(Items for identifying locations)
◇ ◇ ◇ ◇ ◇

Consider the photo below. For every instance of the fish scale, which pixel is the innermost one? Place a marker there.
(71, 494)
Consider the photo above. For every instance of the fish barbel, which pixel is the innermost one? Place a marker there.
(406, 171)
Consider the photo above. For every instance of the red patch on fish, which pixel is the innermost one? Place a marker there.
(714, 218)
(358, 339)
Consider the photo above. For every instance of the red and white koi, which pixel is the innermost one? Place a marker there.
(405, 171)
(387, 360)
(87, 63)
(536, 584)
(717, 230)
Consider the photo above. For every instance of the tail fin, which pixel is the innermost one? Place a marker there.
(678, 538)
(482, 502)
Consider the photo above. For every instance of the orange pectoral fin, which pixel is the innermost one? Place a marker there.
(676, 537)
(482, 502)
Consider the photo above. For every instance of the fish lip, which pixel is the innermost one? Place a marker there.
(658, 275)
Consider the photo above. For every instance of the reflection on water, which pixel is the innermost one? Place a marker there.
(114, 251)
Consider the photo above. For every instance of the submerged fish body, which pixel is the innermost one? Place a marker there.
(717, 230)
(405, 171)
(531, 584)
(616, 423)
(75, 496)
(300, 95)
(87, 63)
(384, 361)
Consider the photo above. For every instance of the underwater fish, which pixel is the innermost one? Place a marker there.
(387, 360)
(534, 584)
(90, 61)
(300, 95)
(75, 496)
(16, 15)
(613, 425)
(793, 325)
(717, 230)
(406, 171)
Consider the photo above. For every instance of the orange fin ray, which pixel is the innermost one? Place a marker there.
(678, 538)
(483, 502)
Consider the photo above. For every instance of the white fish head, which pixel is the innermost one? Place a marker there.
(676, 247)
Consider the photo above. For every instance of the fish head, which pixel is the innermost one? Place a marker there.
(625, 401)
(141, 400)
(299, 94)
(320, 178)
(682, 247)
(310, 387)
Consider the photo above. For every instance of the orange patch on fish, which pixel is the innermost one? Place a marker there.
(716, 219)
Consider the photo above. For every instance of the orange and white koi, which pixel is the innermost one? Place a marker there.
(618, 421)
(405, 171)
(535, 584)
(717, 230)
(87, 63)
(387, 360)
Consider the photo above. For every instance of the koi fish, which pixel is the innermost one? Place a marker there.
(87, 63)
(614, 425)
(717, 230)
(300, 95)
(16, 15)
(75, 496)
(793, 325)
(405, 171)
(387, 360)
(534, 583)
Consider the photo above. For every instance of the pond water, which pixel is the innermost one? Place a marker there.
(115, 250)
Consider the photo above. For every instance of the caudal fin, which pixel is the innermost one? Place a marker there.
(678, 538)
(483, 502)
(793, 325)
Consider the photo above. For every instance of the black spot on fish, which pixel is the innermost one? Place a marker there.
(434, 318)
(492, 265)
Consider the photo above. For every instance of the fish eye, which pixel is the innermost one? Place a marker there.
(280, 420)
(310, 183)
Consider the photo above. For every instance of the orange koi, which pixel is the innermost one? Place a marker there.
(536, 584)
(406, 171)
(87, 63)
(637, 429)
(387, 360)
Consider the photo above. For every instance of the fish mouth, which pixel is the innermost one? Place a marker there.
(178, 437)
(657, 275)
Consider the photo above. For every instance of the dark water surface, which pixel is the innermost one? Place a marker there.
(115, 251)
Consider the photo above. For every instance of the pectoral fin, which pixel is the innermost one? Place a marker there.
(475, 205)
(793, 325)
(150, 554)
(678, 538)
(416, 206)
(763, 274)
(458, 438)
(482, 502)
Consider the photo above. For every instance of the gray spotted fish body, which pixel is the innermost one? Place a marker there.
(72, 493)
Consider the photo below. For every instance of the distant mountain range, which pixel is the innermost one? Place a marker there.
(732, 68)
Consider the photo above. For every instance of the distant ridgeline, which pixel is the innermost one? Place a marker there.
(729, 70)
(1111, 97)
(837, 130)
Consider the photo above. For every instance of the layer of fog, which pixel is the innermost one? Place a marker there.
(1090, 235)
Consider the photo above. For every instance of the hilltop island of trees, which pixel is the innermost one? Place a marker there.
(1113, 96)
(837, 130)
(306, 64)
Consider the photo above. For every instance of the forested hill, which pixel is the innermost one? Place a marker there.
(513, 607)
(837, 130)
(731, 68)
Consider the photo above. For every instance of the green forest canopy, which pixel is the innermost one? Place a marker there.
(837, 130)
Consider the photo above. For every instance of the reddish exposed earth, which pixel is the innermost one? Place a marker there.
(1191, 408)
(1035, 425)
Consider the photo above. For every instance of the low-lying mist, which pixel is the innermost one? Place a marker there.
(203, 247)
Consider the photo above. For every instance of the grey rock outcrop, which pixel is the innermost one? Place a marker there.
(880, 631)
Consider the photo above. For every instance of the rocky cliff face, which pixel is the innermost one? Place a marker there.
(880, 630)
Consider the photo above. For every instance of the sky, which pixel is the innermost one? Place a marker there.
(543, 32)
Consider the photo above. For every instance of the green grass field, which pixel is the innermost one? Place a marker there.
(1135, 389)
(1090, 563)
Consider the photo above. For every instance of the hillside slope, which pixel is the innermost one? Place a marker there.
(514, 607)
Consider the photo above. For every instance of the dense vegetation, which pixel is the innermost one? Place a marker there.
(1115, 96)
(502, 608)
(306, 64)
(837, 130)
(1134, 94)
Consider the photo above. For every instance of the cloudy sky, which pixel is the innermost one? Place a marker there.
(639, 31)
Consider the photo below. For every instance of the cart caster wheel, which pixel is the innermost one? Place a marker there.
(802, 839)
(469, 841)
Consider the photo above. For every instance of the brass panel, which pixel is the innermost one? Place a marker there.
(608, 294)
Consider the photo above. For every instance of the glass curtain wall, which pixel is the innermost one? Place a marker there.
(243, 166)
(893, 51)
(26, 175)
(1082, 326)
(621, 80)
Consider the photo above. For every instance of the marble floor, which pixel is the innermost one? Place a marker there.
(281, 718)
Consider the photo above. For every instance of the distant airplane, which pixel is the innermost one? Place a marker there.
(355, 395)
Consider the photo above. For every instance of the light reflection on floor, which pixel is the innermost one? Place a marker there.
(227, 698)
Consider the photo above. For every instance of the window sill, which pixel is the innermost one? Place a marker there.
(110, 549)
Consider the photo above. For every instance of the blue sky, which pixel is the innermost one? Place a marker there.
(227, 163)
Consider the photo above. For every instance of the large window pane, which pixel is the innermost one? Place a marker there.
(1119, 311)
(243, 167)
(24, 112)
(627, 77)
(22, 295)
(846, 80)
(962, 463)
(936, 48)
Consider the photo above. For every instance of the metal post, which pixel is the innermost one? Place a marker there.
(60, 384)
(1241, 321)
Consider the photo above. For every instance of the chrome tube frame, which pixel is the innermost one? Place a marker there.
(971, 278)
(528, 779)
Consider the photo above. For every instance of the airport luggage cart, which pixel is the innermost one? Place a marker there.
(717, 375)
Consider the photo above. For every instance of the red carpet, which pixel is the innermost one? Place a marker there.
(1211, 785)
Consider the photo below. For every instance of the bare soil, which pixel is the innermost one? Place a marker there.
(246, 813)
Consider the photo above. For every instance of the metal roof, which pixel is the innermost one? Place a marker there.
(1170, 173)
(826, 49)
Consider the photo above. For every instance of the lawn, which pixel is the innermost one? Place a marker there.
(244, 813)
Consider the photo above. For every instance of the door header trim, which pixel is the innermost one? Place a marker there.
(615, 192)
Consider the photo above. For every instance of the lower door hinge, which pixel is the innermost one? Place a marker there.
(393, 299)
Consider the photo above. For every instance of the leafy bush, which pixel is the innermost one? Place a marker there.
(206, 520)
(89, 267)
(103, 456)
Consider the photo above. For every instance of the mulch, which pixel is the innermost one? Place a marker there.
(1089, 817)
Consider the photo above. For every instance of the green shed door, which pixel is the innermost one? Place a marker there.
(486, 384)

◇ ◇ ◇ ◇ ◇

Task details >>
Render only the lines from the one containing "Consider the photo above. For every instance of the lower" through the end of the items as a Markdown table with the columns Row and Line, one line per row and blank lines skipped.

Task answer >>
| Row | Line |
|---|---|
| 1 | Consider the photo above. For every instance of the lower door hinge, which pixel is the innermost one? Place a marker there. |
| 2 | (393, 299) |
| 3 | Consider the photo above. For every instance of the leafy bush, which pixel is the innermost one? Place a marker there. |
| 4 | (206, 520) |
| 5 | (89, 267) |
| 6 | (103, 456) |
| 7 | Consider the photo above. For every instance of the mulch, which pixel is the innermost one? Place a marker there. |
| 8 | (1089, 817) |
| 9 | Consider the photo above. For every instance of the green shed door, which pixel is the innermost one? Place a marker there. |
| 10 | (486, 384) |